Each line below is to be copied out exactly, and none may be omitted.

[Dataset excerpts]
******

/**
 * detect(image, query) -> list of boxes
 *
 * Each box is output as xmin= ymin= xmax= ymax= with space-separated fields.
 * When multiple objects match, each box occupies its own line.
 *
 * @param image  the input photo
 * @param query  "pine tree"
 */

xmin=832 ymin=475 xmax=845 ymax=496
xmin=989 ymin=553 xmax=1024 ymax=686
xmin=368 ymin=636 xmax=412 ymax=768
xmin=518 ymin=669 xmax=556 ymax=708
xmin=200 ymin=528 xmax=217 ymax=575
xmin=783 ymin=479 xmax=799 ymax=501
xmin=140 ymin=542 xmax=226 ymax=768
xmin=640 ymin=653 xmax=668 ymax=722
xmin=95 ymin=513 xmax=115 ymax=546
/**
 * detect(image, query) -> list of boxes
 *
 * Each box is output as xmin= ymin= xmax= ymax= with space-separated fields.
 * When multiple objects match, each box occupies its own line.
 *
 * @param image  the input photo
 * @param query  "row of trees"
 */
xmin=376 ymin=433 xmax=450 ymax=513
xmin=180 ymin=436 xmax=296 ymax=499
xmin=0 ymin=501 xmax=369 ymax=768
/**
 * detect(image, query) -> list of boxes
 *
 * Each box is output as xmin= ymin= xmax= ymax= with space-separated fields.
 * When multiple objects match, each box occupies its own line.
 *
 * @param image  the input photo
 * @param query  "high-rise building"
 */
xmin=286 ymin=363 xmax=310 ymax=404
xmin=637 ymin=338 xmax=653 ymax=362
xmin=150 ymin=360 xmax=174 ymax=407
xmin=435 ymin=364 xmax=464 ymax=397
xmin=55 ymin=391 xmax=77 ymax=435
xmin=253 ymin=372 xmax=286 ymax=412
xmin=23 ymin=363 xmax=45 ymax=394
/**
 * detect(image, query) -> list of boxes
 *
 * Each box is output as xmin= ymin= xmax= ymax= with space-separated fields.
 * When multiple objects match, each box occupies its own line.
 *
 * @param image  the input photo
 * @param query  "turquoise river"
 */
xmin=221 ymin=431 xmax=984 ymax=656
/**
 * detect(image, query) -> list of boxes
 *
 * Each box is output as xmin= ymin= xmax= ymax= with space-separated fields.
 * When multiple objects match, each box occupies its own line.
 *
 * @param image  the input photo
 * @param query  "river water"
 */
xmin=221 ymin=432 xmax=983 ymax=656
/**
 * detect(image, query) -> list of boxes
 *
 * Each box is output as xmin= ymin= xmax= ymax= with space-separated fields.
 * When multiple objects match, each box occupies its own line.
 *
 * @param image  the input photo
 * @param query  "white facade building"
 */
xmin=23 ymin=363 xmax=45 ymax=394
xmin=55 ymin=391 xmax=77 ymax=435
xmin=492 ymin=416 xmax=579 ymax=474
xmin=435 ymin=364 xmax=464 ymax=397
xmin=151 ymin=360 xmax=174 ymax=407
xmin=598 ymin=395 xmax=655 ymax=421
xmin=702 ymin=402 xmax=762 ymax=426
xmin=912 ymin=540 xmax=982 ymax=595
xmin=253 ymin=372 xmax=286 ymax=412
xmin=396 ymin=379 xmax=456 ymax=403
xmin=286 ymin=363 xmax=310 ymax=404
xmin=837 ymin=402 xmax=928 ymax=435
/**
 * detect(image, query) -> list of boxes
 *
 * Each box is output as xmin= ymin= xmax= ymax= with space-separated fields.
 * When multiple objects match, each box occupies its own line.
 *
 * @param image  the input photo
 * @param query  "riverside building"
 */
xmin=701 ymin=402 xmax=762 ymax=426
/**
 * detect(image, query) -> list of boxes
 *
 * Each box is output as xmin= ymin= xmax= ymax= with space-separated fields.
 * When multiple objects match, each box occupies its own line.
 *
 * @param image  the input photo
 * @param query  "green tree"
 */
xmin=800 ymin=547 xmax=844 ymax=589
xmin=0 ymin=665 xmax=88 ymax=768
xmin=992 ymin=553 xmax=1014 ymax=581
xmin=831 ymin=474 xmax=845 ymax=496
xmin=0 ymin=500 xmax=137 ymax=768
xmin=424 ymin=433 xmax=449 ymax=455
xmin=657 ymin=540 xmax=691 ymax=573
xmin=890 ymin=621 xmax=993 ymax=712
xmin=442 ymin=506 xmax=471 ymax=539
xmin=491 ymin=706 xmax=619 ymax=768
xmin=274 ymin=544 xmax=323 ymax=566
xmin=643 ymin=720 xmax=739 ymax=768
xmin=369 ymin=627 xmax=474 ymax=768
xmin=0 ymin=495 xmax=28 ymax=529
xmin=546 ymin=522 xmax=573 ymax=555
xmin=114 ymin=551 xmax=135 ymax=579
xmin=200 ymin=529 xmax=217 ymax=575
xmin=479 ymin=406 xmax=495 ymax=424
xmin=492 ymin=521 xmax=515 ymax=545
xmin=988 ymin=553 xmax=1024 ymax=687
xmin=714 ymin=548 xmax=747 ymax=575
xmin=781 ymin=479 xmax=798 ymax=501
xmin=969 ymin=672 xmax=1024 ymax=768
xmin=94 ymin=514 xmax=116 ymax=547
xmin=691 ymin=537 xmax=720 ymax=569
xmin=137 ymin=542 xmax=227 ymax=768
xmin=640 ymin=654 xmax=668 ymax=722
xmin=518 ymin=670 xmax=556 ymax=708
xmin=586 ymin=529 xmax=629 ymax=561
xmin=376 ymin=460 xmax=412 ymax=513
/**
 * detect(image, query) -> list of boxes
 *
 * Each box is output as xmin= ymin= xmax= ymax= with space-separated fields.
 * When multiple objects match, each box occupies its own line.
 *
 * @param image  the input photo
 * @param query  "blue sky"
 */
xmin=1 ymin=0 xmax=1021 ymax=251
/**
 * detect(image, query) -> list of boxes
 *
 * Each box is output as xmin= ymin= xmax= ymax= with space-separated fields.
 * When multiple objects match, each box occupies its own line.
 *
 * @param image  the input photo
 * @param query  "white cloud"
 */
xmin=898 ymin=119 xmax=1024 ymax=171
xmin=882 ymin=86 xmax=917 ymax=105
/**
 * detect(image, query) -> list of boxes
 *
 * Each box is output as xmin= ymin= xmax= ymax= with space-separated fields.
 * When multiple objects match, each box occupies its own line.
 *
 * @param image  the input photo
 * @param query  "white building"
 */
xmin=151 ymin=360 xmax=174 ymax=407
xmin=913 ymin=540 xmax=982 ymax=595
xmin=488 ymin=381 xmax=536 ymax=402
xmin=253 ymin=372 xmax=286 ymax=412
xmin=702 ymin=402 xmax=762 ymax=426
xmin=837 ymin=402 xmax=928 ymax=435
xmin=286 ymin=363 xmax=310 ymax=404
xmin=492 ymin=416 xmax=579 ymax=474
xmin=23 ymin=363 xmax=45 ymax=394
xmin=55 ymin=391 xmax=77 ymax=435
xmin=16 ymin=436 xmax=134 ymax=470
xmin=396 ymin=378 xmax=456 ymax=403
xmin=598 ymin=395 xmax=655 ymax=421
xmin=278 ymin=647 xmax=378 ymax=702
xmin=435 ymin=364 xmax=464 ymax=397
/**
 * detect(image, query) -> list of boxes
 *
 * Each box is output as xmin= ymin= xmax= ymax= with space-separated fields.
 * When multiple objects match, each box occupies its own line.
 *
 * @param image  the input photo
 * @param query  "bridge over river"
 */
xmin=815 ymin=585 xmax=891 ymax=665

******

**Solution for this exercise:**
/**
 * detect(image, query) -> list of boxes
 *
 * Each box is output as xmin= ymin= xmax= ymax= with space-separated fields.
 * When multiple objects match, each box occupies its own line.
 *
 * @param image  the input photo
 * @param query  "pine tree"
 */

xmin=832 ymin=475 xmax=845 ymax=496
xmin=989 ymin=553 xmax=1024 ymax=686
xmin=368 ymin=636 xmax=412 ymax=768
xmin=518 ymin=669 xmax=556 ymax=708
xmin=200 ymin=528 xmax=217 ymax=575
xmin=783 ymin=479 xmax=799 ymax=501
xmin=140 ymin=542 xmax=226 ymax=768
xmin=640 ymin=653 xmax=668 ymax=722
xmin=95 ymin=513 xmax=115 ymax=546
/**
 * detect(image, query) -> list of boxes
 *
 * Each box is output as xmin= ymin= xmax= ymax= with space-separated fields.
 * When multiple objects match, each box occupies its own line.
 *
 * @param image  the input photo
 * @param query  "row of trees"
 */
xmin=376 ymin=433 xmax=450 ymax=513
xmin=180 ymin=436 xmax=296 ymax=499
xmin=0 ymin=501 xmax=369 ymax=768
/**
 * detect(image, query) -> list of boxes
 *
 * Each box is output as xmin= ymin= xmax= ymax= with space-separated fields.
 * When multiple objects match, each box occupies its own line.
 *
 * @param image  the input photo
 * @param query  "high-rise building"
 */
xmin=286 ymin=363 xmax=310 ymax=404
xmin=637 ymin=338 xmax=653 ymax=362
xmin=150 ymin=360 xmax=174 ymax=407
xmin=435 ymin=364 xmax=464 ymax=397
xmin=55 ymin=391 xmax=77 ymax=435
xmin=253 ymin=372 xmax=286 ymax=412
xmin=23 ymin=363 xmax=45 ymax=394
/**
 * detect(image, query) -> list of boxes
 *
 * Each box is output as xmin= ymin= xmax= ymax= with space-separated fields.
 * When multiple objects match, each box occupies its own line.
 *
 * @param image  the input photo
 * @param query  "turquoise river"
 */
xmin=221 ymin=431 xmax=984 ymax=656
/**
 * detect(image, query) -> list of boxes
 *
 * Each box is output as xmin= ymin= xmax= ymax= with space-separated fields.
 * When multiple objects match, each box occupies its own line.
 *
 * @param image  the input photo
 * @param query  "river water"
 */
xmin=221 ymin=432 xmax=983 ymax=656
/**
 * detect(image, query) -> list of boxes
 *
 * Each box is output as xmin= ymin= xmax= ymax= with space-separated fields.
 * When multiple objects match, each box occupies its own line.
 *
 * @param image  the input photo
 * @param query  "white facade building"
 */
xmin=23 ymin=363 xmax=45 ymax=394
xmin=55 ymin=391 xmax=77 ymax=435
xmin=492 ymin=416 xmax=579 ymax=474
xmin=435 ymin=364 xmax=464 ymax=397
xmin=151 ymin=360 xmax=174 ymax=407
xmin=598 ymin=395 xmax=655 ymax=421
xmin=702 ymin=402 xmax=762 ymax=426
xmin=912 ymin=540 xmax=982 ymax=595
xmin=253 ymin=372 xmax=286 ymax=412
xmin=396 ymin=379 xmax=456 ymax=403
xmin=286 ymin=363 xmax=310 ymax=404
xmin=837 ymin=402 xmax=928 ymax=435
/**
 * detect(image, query) -> list of boxes
 *
 * Each box is output as xmin= ymin= xmax= ymax= with space-separated fields.
 * When multiple objects match, each box occupies its own line.
 *
 * @param image  the input photo
 * @param query  "riverside building"
 */
xmin=701 ymin=402 xmax=762 ymax=426
/**
 * detect(image, query) -> list of boxes
 *
 * Each box is output as xmin= ymin= xmax= ymax= with space-separated fields.
 * When multiple objects match, each box occupies its own line.
 *
 * @param image  the input photo
 * @param query  "green tree"
 */
xmin=800 ymin=547 xmax=844 ymax=589
xmin=0 ymin=665 xmax=88 ymax=768
xmin=992 ymin=553 xmax=1014 ymax=581
xmin=831 ymin=474 xmax=845 ymax=496
xmin=0 ymin=500 xmax=137 ymax=768
xmin=424 ymin=433 xmax=449 ymax=455
xmin=657 ymin=540 xmax=691 ymax=573
xmin=890 ymin=621 xmax=993 ymax=712
xmin=442 ymin=506 xmax=471 ymax=539
xmin=491 ymin=706 xmax=619 ymax=768
xmin=274 ymin=544 xmax=323 ymax=566
xmin=643 ymin=720 xmax=739 ymax=768
xmin=369 ymin=627 xmax=474 ymax=768
xmin=0 ymin=495 xmax=28 ymax=529
xmin=546 ymin=522 xmax=573 ymax=555
xmin=114 ymin=551 xmax=135 ymax=579
xmin=200 ymin=529 xmax=217 ymax=575
xmin=479 ymin=406 xmax=495 ymax=424
xmin=492 ymin=521 xmax=515 ymax=545
xmin=988 ymin=553 xmax=1024 ymax=687
xmin=714 ymin=548 xmax=747 ymax=575
xmin=781 ymin=479 xmax=798 ymax=501
xmin=969 ymin=672 xmax=1024 ymax=768
xmin=94 ymin=514 xmax=116 ymax=547
xmin=691 ymin=537 xmax=720 ymax=569
xmin=137 ymin=542 xmax=227 ymax=768
xmin=640 ymin=654 xmax=668 ymax=722
xmin=518 ymin=670 xmax=556 ymax=708
xmin=586 ymin=529 xmax=629 ymax=561
xmin=376 ymin=460 xmax=412 ymax=513
/**
 * detect(image, query) -> list of boxes
 *
 * Each box is output as xmin= ymin= xmax= ymax= with space-separated fields.
 * When multiple objects match, each box occupies its own line.
 *
 * @param image  the input photo
 * @param query  "blue sky"
 */
xmin=1 ymin=0 xmax=1021 ymax=251
/**
 * detect(image, query) -> list of boxes
 *
 * Each box is output as xmin= ymin= xmax= ymax= with space-separated fields.
 * When multiple objects match, each box occupies its own line.
 *
 * @param image  the input photo
 * @param query  "white cloud"
 */
xmin=898 ymin=119 xmax=1024 ymax=171
xmin=882 ymin=86 xmax=917 ymax=105
/**
 * detect(image, query) -> list of boxes
 *
 * Each box is output as xmin= ymin= xmax= ymax= with space-separated fields.
 * When multiple objects match, each box occupies its own line.
 *
 * @param image  the input photo
 * @param query  "white building"
 */
xmin=151 ymin=360 xmax=174 ymax=407
xmin=913 ymin=540 xmax=982 ymax=595
xmin=488 ymin=381 xmax=536 ymax=402
xmin=253 ymin=372 xmax=286 ymax=412
xmin=702 ymin=402 xmax=762 ymax=426
xmin=837 ymin=402 xmax=928 ymax=435
xmin=286 ymin=363 xmax=310 ymax=404
xmin=492 ymin=416 xmax=579 ymax=474
xmin=23 ymin=363 xmax=45 ymax=394
xmin=55 ymin=391 xmax=77 ymax=435
xmin=16 ymin=436 xmax=134 ymax=470
xmin=396 ymin=378 xmax=456 ymax=403
xmin=598 ymin=395 xmax=655 ymax=421
xmin=278 ymin=647 xmax=378 ymax=702
xmin=435 ymin=364 xmax=464 ymax=397
/**
 * detect(image, query) -> list of boxes
 *
 * Each box is output as xmin= ymin= xmax= ymax= with space-separated fields.
 * When multiple objects match, each box occupies its own line.
 *
 * @param image  the input photo
 * @param query  "bridge over river"
 */
xmin=815 ymin=585 xmax=891 ymax=665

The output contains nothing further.